386047 Towards an Autonomous Cyanobacterial Biorefinery: Continuous Production of Bio-Hydrogen and Biomass

Wednesday, November 19, 2014: 1:45 PM
International C (Marriott Marquis Atlanta)
Pongsathorn Dechatiwongse, Geoffrey Maitland and Klaus Hellgardt, Chemical Engineering, Imperial College London, London, United Kingdom

Due to the rapid rise in global population, demands for food and energy have been projected to increase significantly over the coming decades [1, 2]. At the same time, increasing concerns over climate change have emphasized the need to transform current methods of food and energy production into more environmentally sustainable alternatives [3].

          Cyanothece sp. ATCC 51142, a unicellular nitrogen-fixing marine cyanobacterium, has been reported for its excellent nutritional value in terms of biochemical composition (50 – 60% protein dry weight) [4] as well as its high production rate of molecular hydrogen (H2) [5], an energy carrier which has great potential to provide clean power needed for transport, heating and electricity [6], thereby appearing to be a promising microbial platform to address the above concerns.

In our presentation, we will report our advanced engineering approach (through the design of a novel photo-bioreactor system and the judicial determination of optimal cultivation conditions) to harness cyanobacterial platforms for the mass production of food and energy vectors. A two-stage chemostat photo-bioreactor system, which enables continuous co-production of H2 and biomass, was demonstrated for thirty consecutive days [7]. This photo-bioreactor development offers significant improvements in hydrogen (5.5 fold) and biomass (2 fold) productivities over batch processes.

# TASKS AND EXERCISES:
A – Answer these questions from the biorefinery abstract, one answer per line:
(i) What share of dry weight is protein in Cyanothece sp. ATCC 51142?
(ii) For how many consecutive days was the two-stage chemostat photo-bioreactor system demonstrated?
(iii) By what factor does the system improve hydrogen productivity over batch processes?
B – From the biorefinery abstract, extract word for word the stretch from "Pongsathorn Dechatiwongse, Geoffrey" through "sustainable alternatives [3].".

# Dataset excerpts:

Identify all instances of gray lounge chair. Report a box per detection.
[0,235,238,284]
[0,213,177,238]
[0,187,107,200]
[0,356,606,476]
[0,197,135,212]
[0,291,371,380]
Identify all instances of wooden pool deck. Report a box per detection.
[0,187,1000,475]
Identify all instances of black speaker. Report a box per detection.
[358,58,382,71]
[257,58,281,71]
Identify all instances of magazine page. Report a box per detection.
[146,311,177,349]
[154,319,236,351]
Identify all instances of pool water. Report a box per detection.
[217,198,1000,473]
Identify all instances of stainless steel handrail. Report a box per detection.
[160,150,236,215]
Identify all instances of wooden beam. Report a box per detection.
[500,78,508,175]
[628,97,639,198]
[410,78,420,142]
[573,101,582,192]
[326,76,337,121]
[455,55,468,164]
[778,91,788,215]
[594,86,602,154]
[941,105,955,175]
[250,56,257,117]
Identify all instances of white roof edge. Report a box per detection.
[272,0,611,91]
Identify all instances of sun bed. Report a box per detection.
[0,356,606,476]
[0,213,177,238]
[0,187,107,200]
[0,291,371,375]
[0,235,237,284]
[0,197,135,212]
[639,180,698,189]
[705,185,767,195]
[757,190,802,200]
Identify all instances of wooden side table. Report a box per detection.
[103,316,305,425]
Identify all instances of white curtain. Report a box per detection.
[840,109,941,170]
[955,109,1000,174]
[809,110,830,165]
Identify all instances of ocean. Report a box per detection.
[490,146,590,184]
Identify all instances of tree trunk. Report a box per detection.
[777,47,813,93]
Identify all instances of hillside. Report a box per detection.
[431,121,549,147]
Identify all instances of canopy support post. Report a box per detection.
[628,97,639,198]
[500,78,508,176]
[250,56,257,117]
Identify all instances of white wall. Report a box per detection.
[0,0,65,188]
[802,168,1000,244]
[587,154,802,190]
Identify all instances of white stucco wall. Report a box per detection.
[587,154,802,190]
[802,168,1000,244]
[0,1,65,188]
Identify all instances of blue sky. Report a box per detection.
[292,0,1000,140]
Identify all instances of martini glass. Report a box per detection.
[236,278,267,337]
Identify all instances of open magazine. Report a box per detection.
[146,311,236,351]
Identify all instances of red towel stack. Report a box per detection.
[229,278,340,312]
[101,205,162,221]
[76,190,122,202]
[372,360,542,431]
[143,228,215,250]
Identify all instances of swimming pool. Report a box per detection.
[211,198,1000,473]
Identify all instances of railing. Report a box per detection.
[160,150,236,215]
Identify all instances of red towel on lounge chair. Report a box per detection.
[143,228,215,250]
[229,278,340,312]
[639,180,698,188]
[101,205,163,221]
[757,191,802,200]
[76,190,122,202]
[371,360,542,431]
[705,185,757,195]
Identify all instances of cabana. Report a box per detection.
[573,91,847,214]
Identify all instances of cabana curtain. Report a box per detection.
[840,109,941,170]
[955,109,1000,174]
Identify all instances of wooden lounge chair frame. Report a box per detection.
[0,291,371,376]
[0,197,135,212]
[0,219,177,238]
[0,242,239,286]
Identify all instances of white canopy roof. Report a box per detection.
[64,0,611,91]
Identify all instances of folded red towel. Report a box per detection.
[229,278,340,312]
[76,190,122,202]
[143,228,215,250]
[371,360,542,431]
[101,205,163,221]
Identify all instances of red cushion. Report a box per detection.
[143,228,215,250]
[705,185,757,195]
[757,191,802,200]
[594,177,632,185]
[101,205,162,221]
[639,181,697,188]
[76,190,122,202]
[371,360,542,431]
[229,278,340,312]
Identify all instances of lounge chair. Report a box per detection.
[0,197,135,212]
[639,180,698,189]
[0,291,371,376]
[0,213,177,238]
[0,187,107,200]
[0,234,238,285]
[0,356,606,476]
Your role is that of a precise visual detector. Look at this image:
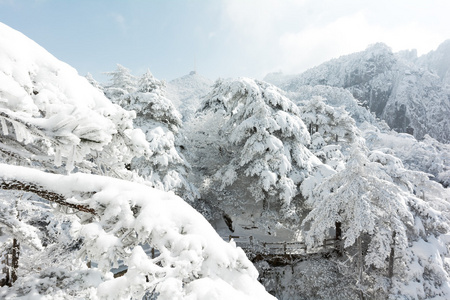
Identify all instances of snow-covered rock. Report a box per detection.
[166,71,214,120]
[266,43,450,142]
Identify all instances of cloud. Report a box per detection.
[221,0,450,76]
[110,13,127,33]
[279,11,445,73]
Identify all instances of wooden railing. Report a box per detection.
[222,235,341,255]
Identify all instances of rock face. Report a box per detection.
[166,71,214,121]
[266,41,450,142]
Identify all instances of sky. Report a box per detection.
[0,0,450,82]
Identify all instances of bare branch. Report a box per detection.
[0,180,96,215]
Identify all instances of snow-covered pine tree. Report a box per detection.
[299,96,360,169]
[197,78,320,227]
[0,164,273,300]
[302,147,450,299]
[103,64,136,105]
[105,69,198,201]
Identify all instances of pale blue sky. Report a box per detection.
[0,0,450,81]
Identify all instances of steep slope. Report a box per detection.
[0,23,273,299]
[417,40,450,89]
[166,71,214,120]
[0,23,148,177]
[267,44,450,142]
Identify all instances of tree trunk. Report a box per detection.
[334,222,342,256]
[11,239,20,285]
[357,235,364,300]
[388,231,396,279]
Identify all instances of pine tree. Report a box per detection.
[302,147,449,298]
[193,78,320,230]
[105,70,198,202]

# LIST OF SOLUTIONS:
A –
(i) 50 – 60%
(ii) Thirty
(iii) 5.5 fold

B –
Pongsathorn Dechatiwongse, Geoffrey Maitland and Klaus Hellgardt, Chemical Engineering, Imperial College London, London, United Kingdom

Due to the rapid rise in global population, demands for food and energy have been projected to increase significantly over the coming decades [1, 2]. At the same time, increasing concerns over climate change have emphasized the need to transform current methods of food and energy production into more environmentally sustainable alternatives [3].